[EXERCISE TEXT — start]

The understanding of the pathways of the disease, the gene and protein targets of the disease have helped in the use of biomarkers in the different imaging technologies such as genomics, proteomics as well as genetics that are non-invasive in nature. The establishment of the exact relationship between the clinical pathology of cancer progression and the biomarkers can help in its early diagnosis and the prognosis of the patients by the clinical oncologists, which may further help in the development of patient specific treatment. The Human genome project has helped in the advancement of NDA sequencing studies with the development of microarrays, mass spectrometry, etc. that has helped in the expansion of the number of biomarkers available for different types of cancers. Some of the biomarkers that are used presently in the diagnostic as well as therapeutics for cancer are given below.
Cytogenetic markers: One of the markers for cancer is the different structural changes introduced in the chromosomes such as chromosomal aberrations. Somatic mutations in the reporter genes, oncogenes as well as the tumor suppressor genes have also proved to be a potent marker for cancer. Apart from them, specific changes in the transcriptomes are also being developed as biomarkers. E.g. the transcriptome marker based on the levels of exon-3 deleted variant isoform of proghrelin, the precursor of ghrelin, which is a growth factor associated with proliferation of prostrate cancer cells is being developed as a biomarker. The clonal and spatial heterogeneity analyses are the two main features of malignant tumors, which can be carried out by different histological, biochemical and cytometric methods.
Genetic markers: The transformation of the genes leading to gain or loss of function is associated with the formation of oncogenes. The random mutations that occur due to different factors in the regulatory region of the genes are responsible for this oncogenic transformation. In most of the cancers, genes act as potent biomarkers that help in the diagnosis as well as gene-based therapy of the disease. Gene deletions may also help in the development of the disease. These changes within the genes can be identified using PCR techniques as well as Microsatellite probes as microsatellite instability or alterations is one of the changes evident in preneoplastic stage of tumor cells. The Adenomatous polyposis gene (APC) is associated with the suppression of cancer, which is altered in the carcinoma patients by somatic mutation, hypermethylation or production of short and non-functional APC protein.

[EXERCISE TEXT — finish]

**TO DO**
1/ List every way the cancer biomarkers text says the APC gene is altered in carcinoma patients.
2/ Copy the part of the cancer biomarkers text that opens with the words containing "The understanding of" and closes with "are given below.".
3/ According to the cancer biomarkers text, what can be used to identify changes within the genes?

[RECORDS — start]

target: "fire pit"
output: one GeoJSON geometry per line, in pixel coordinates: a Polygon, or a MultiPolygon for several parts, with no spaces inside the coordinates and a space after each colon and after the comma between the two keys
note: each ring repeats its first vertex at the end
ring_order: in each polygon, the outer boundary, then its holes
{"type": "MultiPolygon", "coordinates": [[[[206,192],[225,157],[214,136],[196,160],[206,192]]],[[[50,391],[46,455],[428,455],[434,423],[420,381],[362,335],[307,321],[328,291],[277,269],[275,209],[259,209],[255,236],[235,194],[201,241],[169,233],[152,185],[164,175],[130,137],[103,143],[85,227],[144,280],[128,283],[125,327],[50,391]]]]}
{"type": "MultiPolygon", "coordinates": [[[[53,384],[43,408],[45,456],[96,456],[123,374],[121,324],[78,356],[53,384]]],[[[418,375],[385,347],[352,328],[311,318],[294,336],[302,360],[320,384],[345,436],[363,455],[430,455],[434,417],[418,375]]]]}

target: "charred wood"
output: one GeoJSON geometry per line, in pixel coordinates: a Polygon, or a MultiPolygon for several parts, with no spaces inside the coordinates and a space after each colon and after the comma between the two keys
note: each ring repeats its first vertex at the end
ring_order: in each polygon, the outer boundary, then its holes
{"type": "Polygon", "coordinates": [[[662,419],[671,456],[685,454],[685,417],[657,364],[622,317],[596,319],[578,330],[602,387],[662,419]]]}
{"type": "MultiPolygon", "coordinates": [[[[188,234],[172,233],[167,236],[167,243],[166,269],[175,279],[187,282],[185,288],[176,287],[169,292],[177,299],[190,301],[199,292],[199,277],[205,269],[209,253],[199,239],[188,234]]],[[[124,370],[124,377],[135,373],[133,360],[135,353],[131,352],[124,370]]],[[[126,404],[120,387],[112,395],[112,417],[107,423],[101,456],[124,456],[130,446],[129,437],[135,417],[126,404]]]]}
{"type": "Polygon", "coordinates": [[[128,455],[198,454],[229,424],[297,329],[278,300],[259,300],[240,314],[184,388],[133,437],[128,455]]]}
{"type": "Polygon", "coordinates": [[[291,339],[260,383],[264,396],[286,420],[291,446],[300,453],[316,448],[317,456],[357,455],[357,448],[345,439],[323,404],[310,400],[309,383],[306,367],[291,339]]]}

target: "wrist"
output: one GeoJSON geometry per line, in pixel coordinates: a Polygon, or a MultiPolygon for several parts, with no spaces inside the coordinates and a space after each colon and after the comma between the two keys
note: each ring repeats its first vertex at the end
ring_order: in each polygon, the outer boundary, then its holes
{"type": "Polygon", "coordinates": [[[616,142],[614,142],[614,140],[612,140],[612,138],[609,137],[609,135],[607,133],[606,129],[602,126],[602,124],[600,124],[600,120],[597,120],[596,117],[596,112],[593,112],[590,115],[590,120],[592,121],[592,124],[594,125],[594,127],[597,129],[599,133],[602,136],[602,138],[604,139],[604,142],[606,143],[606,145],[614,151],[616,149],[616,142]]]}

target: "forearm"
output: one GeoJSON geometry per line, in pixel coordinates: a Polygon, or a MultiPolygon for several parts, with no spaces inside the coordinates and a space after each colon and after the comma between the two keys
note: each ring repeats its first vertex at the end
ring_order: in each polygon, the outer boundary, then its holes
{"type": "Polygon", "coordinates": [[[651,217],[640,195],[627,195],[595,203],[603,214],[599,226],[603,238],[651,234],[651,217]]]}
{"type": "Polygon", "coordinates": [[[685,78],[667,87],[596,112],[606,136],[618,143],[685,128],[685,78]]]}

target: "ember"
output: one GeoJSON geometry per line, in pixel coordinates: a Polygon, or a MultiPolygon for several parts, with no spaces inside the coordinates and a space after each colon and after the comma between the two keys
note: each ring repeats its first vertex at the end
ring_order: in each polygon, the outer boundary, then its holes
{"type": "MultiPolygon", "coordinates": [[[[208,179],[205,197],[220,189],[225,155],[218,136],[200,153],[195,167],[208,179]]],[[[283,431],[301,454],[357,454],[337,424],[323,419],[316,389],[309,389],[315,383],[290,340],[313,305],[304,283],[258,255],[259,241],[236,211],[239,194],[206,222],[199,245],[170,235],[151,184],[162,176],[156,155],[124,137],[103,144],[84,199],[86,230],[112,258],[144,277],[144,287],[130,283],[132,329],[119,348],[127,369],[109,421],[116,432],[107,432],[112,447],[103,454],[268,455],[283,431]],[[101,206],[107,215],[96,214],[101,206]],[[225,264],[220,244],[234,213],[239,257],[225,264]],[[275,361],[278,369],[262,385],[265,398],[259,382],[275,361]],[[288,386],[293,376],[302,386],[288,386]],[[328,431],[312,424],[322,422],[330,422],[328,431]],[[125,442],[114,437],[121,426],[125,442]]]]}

[RECORDS — finish]

**RESPONSES TO THE TASKS**
1/
- Somatic mutation
- Hypermethylation
- Production of short and non-functional APC protein

2/
The understanding of the pathways of the disease, the gene and protein targets of the disease have helped in the use of biomarkers in the different imaging technologies such as genomics, proteomics as well as genetics that are non-invasive in nature. The establishment of the exact relationship between the clinical pathology of cancer progression and the biomarkers can help in its early diagnosis and the prognosis of the patients by the clinical oncologists, which may further help in the development of patient specific treatment. The Human genome project has helped in the advancement of NDA sequencing studies with the development of microarrays, mass spectrometry, etc. that has helped in the expansion of the number of biomarkers available for different types of cancers. Some of the biomarkers that are used presently in the diagnostic as well as therapeutics for cancer are given below.

3/ PCR techniques and microsatellite probes.